Immortality through Lucid Dreams.

Or we won’t learn any of the answers because we will cease to exist in any form; in which case we won’t care because we will cease to exist in any form… I’m not saying that is what happens when you die…but there is always the what if…

And in that case it seems scary but when you think of it…It wont matter because you wouldn’t have any thoughts or feelings… lol… let me know how you feel about this…wouldn’t it suck to not exist…but at the same time not suck…

There’s a movie about this. Including lucid dreaming. It’s called Waking Life and has got this awesome retroscopic (???) looking. Check it out.

That’s one reason to get good at LDing. To give yourself an afterlife of your own design.

Personally, I’m not really of any faith. I believe that we either just stop being or that somehow we can become reincarnated. I’ve never believed in an actual afterlife but having a lucid dream during death would be cool.

But, as your mind is slowing down to a complete shut down, wouldn’t you actually process data slower, so any dream you have wouldn’t even seem like ten minutes… although, again, if you’re actively usiong you’re brain (as in you are concious withing your dream) wouldn’t that prompt a fuller supply of oxygen to your brain allowing you to work at full capacity. And leading on from that, wouldn’t you be using all the left over oxygen to do so and thus be coming closer to your brains shut down more quickly.

I started rambling and I confused myself. I’m still debating whether or not you could make your dream longer or whether it would be a shorter dream because of the fact you’re dying. :confused:

Those are good points :ok:

I’m still quite skeptical about this kind of dream actually feeling very long. But then, i’m not an advanced lucid dreamer so i’m not sure how much is posssible. I read once that tests had shown the brain waves of people in dream sleep were very similar to those of people with amnesia.

Can anyone tell me what research this is? The only place I can find any mention of it is in Waking Life and LD4All.

im not usually the one to be putting down theorys but you dont dream for 90 min after you fall asleep

How do you know that you have not died already and things are getting progressively more and more unreal, until you attain lucidity and transition into a new body?

anyway

the Buddhists call the dreamlike state between births the bardo. if you can attain awareness that you have died, you can prevent any subsequent birth (which is what you absolutely want!) . The Tibetan Book of the Dead states that you can meditate in the bardo effortlessly, even if you don’t know how, in order to get back to the first bardo of pure light… all things in their unmanifested, pure form.

To stay there is to be enlightened… to not stay there is to harbor attachments to the physical, to the sensory.

it is basically like this: When you are dreaming, you can get sidetracked really easily away from your goals, and it can create a huge train of distractions til lucidity is lost.

well… when you are lucid, actually, you shouldn’t dream at all… you should do nothing other than do nothing… plop down and reconnect to the source.

this is immortality, especially if you happen to have died and are aware.

It is of utmost importance not to interact with the bardo at all… if you see people making love and join in, this is generally a way directly back into the womb, to be born again! There are clear signs for you to see what you will come back is.

────────────────

- **REQUIRED TASKS**:
- A) Retype the lucid dreaming thread, beginning at the words "There’s a movie" and stopping after the words "your own design.".
- B) List every film, book, or website that the lucid dreaming thread mentions by name.
- C) In the lucid dreaming thread, what do the Buddhists call the dreamlike state between births?
The records have no connection to the lucid dreaming thread.

────────────────

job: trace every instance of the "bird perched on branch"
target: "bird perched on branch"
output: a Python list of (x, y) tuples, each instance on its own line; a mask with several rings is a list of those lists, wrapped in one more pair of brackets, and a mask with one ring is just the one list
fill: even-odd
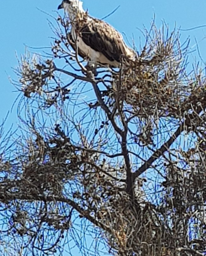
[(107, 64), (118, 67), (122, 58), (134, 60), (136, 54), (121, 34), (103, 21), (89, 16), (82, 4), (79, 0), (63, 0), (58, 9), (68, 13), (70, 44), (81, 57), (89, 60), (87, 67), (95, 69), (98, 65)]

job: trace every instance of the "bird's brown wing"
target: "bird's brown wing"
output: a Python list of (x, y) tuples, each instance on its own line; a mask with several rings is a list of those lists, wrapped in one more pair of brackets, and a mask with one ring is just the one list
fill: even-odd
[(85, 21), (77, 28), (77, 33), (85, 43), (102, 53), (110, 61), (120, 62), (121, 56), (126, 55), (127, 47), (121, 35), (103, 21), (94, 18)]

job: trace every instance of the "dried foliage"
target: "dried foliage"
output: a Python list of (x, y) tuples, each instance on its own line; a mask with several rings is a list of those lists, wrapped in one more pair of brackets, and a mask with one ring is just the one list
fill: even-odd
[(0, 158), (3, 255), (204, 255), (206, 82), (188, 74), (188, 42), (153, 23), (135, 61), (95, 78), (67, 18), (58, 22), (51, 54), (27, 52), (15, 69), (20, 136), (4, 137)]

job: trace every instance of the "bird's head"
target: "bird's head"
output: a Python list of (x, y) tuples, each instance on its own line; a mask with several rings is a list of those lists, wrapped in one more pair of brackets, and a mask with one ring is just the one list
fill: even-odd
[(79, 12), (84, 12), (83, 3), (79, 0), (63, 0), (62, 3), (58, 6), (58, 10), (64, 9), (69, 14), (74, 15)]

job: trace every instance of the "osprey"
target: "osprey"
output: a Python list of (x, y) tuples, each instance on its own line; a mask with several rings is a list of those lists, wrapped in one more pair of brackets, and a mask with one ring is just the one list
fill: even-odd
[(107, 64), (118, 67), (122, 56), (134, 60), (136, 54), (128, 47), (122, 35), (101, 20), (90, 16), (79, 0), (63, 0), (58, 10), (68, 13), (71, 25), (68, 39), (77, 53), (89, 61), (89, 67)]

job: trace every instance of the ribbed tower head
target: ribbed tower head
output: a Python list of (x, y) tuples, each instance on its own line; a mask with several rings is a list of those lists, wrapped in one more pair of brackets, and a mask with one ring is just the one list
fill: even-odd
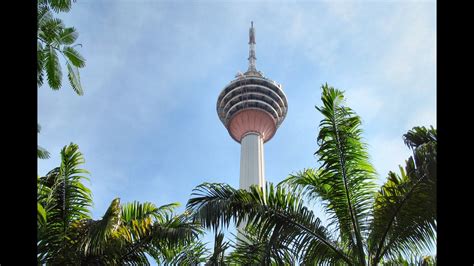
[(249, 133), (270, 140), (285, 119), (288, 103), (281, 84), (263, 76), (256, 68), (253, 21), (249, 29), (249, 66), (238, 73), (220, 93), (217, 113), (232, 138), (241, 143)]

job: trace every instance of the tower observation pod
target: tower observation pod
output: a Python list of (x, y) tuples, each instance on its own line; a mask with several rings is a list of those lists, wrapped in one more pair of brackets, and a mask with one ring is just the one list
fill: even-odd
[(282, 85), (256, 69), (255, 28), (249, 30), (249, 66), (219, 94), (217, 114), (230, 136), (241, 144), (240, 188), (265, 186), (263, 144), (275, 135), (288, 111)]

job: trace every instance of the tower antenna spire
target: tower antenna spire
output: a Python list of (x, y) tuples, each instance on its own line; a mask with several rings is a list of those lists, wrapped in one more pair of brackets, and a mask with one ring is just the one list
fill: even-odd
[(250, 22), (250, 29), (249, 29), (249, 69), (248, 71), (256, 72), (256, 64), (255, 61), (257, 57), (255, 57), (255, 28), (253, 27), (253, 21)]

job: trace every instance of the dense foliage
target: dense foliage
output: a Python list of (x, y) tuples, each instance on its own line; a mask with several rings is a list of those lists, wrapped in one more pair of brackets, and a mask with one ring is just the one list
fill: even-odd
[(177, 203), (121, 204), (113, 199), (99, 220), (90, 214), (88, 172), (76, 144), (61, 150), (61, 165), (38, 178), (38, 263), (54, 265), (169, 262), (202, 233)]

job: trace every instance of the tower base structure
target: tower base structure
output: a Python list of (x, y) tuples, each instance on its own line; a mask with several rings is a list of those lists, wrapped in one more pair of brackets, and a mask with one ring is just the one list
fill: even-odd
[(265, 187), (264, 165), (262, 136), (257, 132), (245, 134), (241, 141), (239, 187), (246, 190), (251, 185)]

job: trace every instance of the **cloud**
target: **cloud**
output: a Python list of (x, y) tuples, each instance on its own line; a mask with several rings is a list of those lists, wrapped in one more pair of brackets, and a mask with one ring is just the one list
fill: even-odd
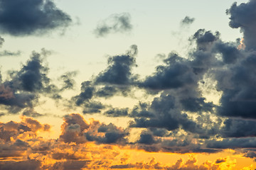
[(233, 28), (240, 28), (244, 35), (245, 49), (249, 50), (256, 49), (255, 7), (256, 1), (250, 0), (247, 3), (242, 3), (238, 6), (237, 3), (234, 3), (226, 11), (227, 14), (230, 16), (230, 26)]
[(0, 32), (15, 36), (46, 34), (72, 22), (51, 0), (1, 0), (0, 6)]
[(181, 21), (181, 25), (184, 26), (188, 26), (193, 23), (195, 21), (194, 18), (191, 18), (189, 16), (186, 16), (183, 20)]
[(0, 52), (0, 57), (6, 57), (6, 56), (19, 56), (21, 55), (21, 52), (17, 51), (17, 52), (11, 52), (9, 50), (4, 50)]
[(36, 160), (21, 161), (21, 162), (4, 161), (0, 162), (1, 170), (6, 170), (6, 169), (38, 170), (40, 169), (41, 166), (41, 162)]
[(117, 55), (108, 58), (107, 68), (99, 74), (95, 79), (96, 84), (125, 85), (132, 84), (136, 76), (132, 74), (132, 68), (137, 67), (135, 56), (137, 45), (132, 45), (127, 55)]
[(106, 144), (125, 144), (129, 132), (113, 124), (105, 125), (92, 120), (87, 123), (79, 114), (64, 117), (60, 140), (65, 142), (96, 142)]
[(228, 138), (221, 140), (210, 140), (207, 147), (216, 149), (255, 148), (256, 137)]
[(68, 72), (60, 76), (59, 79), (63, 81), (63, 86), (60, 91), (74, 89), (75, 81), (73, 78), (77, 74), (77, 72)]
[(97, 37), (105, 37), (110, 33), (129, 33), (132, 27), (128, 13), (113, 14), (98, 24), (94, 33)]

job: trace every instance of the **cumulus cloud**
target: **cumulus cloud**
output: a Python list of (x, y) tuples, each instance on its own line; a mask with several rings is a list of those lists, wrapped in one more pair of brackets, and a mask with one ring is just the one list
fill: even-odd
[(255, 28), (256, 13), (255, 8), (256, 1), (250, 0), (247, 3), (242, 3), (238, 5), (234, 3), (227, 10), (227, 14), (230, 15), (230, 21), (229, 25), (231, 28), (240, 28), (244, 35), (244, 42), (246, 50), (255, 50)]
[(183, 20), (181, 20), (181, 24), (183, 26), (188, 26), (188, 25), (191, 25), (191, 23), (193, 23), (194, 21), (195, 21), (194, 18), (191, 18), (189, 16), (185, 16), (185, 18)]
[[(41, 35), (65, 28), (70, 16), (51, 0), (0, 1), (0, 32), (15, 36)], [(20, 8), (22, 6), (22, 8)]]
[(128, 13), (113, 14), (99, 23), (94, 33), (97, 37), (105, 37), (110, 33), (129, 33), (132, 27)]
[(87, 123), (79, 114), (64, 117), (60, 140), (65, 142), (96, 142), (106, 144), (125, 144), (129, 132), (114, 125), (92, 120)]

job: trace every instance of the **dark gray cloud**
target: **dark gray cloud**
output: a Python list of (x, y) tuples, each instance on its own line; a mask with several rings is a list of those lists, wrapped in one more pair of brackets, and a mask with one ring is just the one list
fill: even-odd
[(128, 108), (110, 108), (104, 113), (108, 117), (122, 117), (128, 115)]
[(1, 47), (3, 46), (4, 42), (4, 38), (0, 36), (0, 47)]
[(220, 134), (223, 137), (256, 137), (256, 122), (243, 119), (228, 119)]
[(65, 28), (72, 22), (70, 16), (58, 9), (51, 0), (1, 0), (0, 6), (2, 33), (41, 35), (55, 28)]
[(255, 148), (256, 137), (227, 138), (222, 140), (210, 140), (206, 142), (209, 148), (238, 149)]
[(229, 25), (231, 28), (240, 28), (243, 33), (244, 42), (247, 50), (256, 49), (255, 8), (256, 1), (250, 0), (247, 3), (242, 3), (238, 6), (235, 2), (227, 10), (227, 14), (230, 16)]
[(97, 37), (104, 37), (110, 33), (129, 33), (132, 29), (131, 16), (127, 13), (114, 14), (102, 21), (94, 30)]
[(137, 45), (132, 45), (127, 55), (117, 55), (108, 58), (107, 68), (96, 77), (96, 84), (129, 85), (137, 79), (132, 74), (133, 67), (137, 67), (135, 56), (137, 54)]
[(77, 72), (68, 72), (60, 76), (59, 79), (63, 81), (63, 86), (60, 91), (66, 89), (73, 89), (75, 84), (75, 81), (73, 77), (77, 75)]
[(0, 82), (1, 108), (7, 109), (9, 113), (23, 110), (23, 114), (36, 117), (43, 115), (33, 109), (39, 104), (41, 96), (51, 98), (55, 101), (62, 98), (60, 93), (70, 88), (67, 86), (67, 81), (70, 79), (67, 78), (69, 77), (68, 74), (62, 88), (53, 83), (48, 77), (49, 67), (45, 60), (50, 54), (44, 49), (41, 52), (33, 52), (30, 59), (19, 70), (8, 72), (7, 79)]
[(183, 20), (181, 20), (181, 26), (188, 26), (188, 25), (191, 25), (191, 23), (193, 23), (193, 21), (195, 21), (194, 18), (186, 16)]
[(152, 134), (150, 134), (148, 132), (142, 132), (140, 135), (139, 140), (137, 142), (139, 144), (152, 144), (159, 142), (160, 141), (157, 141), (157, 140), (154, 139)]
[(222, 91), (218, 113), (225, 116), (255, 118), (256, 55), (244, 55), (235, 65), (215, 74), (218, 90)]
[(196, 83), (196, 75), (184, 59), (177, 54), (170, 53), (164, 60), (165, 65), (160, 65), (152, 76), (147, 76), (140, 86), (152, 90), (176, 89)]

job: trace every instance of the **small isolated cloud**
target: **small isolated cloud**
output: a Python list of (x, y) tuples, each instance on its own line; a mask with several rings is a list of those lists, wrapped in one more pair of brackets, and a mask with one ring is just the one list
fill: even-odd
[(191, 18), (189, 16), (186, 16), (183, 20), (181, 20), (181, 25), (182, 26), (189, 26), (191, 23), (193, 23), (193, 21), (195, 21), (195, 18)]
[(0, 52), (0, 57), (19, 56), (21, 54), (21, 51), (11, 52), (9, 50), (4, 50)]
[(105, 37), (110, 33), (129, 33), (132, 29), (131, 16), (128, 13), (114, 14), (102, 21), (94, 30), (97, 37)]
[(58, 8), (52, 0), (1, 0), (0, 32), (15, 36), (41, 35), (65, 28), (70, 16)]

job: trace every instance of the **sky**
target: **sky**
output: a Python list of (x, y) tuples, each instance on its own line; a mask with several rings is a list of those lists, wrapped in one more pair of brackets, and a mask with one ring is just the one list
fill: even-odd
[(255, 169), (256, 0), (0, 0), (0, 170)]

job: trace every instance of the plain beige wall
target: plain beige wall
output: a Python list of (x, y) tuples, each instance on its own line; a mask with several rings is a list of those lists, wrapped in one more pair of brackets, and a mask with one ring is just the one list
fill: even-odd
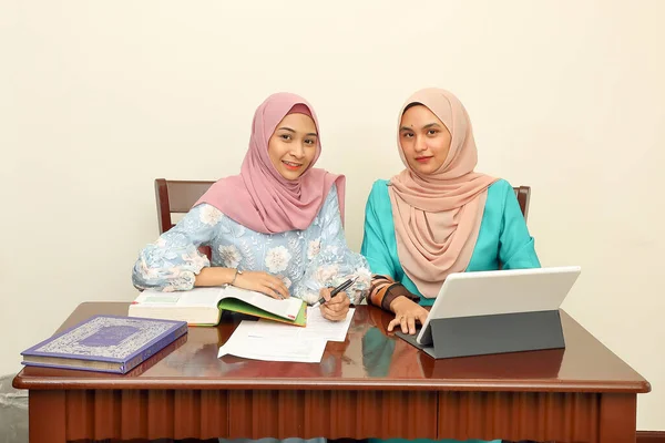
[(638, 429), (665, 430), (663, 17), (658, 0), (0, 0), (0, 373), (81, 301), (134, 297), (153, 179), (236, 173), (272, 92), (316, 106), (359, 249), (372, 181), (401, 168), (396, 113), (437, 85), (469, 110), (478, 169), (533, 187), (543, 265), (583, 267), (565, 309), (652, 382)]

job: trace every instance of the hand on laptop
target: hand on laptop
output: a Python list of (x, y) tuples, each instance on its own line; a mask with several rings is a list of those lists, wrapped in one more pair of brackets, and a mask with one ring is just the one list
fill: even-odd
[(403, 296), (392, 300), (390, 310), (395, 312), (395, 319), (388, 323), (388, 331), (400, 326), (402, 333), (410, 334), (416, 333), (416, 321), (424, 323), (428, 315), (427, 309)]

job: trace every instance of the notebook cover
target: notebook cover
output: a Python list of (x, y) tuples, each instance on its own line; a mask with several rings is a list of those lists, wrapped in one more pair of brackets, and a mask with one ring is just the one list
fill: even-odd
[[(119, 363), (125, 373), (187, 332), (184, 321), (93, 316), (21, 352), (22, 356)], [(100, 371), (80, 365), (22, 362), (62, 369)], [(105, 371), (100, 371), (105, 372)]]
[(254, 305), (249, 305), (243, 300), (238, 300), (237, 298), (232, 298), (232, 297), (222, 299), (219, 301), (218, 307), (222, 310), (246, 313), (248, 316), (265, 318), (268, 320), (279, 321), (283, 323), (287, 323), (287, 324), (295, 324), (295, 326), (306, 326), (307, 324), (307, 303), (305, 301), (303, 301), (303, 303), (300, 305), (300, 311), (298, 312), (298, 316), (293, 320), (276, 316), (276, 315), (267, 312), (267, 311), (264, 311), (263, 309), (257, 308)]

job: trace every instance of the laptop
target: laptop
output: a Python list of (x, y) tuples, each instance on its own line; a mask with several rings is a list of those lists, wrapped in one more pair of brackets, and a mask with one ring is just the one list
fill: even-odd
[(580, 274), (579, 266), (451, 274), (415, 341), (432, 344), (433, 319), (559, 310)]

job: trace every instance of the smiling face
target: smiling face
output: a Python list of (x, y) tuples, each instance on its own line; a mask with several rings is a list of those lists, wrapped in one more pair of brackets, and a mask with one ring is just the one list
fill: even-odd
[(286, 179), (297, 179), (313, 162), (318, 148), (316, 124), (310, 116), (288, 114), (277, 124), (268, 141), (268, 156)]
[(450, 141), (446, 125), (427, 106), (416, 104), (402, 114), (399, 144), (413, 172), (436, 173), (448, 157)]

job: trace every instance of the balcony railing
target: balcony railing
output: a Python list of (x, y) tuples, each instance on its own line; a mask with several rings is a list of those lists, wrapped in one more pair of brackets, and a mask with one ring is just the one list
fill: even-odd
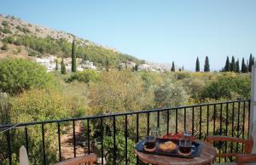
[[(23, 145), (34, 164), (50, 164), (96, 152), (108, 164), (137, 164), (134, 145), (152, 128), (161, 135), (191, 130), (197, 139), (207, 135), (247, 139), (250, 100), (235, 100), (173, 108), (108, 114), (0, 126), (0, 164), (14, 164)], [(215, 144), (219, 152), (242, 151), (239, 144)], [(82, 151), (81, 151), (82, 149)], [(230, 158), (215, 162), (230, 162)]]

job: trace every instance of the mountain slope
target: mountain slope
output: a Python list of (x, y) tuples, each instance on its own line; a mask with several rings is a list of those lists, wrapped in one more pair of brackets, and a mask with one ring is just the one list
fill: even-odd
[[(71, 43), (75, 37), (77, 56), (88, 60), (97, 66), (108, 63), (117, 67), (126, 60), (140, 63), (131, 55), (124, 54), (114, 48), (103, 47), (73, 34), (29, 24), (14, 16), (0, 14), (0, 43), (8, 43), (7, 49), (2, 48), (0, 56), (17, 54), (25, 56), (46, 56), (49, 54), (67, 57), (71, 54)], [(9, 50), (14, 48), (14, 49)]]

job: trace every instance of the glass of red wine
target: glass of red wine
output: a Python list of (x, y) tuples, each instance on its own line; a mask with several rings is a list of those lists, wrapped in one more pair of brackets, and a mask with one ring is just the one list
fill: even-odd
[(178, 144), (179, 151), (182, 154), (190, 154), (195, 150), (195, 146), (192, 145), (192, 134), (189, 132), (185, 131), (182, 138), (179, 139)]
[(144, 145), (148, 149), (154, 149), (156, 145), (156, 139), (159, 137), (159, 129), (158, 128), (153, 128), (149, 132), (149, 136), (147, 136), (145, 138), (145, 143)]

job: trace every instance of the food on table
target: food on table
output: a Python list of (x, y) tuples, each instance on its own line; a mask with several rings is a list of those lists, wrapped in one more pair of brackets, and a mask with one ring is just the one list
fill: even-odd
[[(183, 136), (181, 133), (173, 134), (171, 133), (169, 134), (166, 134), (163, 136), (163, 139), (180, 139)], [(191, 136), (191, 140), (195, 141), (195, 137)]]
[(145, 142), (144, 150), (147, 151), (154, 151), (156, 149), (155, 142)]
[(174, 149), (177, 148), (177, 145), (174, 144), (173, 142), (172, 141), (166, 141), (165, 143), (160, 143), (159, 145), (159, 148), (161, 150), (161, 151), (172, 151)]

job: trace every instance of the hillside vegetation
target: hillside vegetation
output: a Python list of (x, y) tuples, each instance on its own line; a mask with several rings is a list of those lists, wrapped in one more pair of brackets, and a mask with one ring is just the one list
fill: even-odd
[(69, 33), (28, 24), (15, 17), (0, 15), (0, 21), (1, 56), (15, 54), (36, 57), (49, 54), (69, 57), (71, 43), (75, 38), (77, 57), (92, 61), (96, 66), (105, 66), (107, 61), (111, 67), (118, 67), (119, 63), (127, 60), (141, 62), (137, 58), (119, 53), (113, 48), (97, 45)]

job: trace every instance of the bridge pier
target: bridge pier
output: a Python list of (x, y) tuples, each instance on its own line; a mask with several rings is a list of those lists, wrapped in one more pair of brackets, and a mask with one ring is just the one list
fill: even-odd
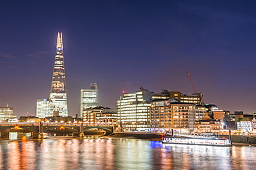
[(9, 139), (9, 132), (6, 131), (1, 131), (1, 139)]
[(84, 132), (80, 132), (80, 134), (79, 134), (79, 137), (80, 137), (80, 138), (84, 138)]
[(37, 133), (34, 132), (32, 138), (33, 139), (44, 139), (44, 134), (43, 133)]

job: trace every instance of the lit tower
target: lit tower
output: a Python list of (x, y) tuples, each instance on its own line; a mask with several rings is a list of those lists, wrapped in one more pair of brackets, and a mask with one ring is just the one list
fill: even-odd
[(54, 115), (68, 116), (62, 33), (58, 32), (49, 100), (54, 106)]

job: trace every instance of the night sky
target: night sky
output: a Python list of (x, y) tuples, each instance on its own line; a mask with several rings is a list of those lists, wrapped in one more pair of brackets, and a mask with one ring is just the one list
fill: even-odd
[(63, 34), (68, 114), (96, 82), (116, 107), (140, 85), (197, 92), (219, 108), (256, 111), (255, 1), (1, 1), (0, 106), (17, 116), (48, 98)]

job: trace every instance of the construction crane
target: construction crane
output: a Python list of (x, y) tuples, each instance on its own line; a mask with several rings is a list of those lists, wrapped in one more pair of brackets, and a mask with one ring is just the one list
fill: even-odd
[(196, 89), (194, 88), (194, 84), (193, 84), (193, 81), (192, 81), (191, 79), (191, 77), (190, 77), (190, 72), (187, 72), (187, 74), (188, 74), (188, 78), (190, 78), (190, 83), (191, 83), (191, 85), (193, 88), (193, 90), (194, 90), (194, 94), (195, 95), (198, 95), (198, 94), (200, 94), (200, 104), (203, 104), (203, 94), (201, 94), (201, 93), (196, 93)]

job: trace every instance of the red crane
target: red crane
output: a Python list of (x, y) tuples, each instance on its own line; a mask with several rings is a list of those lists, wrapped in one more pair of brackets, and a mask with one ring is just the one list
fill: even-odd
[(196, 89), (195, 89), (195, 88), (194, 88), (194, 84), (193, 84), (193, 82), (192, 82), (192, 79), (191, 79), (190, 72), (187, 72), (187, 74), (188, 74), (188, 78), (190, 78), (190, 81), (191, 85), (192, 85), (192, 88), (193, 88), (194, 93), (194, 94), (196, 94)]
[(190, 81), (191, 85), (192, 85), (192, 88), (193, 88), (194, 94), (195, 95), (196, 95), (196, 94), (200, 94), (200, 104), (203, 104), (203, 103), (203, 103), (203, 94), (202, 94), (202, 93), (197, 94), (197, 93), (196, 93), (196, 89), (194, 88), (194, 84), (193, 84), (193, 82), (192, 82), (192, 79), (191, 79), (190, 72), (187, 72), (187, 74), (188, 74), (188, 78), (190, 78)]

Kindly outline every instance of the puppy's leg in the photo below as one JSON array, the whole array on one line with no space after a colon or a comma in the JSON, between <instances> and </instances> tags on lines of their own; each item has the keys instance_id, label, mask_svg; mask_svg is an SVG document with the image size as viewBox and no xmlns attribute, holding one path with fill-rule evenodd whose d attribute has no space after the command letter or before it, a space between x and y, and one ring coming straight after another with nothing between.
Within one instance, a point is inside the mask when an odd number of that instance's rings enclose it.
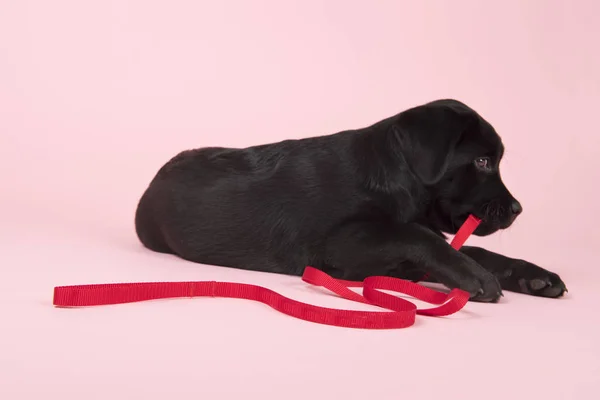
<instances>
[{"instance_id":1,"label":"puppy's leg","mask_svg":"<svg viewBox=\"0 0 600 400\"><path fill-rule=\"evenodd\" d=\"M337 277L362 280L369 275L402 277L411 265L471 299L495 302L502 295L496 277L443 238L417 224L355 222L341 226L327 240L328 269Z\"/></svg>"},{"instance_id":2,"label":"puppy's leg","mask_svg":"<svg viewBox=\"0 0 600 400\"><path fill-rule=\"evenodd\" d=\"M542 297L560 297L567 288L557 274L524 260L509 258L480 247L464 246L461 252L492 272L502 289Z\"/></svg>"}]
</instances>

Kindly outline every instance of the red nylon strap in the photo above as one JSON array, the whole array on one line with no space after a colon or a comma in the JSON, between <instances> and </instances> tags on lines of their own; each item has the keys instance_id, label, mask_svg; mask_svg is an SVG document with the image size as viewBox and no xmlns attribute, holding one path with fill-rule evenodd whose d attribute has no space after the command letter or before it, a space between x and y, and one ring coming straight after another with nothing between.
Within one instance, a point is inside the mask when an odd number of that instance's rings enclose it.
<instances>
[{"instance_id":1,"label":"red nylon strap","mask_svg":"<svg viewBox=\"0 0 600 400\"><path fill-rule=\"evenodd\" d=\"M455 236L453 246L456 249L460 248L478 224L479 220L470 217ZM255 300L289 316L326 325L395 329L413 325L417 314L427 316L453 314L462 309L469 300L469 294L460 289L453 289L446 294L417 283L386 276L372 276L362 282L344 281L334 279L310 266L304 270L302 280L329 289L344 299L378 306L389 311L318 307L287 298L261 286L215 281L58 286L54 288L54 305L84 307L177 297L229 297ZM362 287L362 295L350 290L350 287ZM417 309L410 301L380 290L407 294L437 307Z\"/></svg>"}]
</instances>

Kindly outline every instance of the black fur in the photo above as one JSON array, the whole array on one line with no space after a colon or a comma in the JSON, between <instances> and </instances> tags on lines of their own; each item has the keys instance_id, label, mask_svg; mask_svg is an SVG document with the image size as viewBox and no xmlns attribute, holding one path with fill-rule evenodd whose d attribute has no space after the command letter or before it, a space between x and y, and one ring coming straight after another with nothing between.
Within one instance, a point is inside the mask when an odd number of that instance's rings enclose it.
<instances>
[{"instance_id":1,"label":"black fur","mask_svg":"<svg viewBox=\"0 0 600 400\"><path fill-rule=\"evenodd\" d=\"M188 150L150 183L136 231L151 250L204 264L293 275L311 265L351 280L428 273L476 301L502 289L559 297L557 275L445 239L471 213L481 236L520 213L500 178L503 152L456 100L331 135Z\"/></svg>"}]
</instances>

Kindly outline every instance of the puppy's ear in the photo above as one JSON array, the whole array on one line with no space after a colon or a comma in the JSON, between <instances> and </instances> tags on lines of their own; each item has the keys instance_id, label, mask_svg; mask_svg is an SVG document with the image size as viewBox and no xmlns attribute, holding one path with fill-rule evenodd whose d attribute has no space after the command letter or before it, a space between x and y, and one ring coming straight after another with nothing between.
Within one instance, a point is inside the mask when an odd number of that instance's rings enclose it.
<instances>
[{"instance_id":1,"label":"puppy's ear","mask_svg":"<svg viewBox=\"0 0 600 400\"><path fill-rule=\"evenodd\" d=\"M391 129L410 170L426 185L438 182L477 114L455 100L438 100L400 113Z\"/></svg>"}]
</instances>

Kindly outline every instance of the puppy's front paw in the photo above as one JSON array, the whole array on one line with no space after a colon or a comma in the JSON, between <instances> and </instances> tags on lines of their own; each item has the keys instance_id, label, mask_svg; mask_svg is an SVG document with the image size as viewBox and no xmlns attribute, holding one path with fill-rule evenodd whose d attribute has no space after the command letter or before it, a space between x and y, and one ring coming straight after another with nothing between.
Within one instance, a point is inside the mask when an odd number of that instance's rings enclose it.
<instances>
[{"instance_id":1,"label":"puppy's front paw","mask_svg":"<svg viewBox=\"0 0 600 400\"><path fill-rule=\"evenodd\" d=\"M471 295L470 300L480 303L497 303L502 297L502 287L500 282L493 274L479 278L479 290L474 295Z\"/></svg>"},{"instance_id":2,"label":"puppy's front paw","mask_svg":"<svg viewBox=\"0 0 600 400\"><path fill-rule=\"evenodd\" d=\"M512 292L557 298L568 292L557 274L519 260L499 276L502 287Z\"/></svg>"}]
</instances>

────────────────

- **ANSWERS TO THE EXERCISE**:
- A)
There’s a movie about this. Including lucid dreaming. It’s called Waking Life and has got this awesome retroscopic (???) looking. Check it out.

That’s one reason to get good at LDing. To give yourself an afterlife of your own design.

- B)
Waking Life
LD4All
The Tibetan Book of the Dead

- C) The bardo.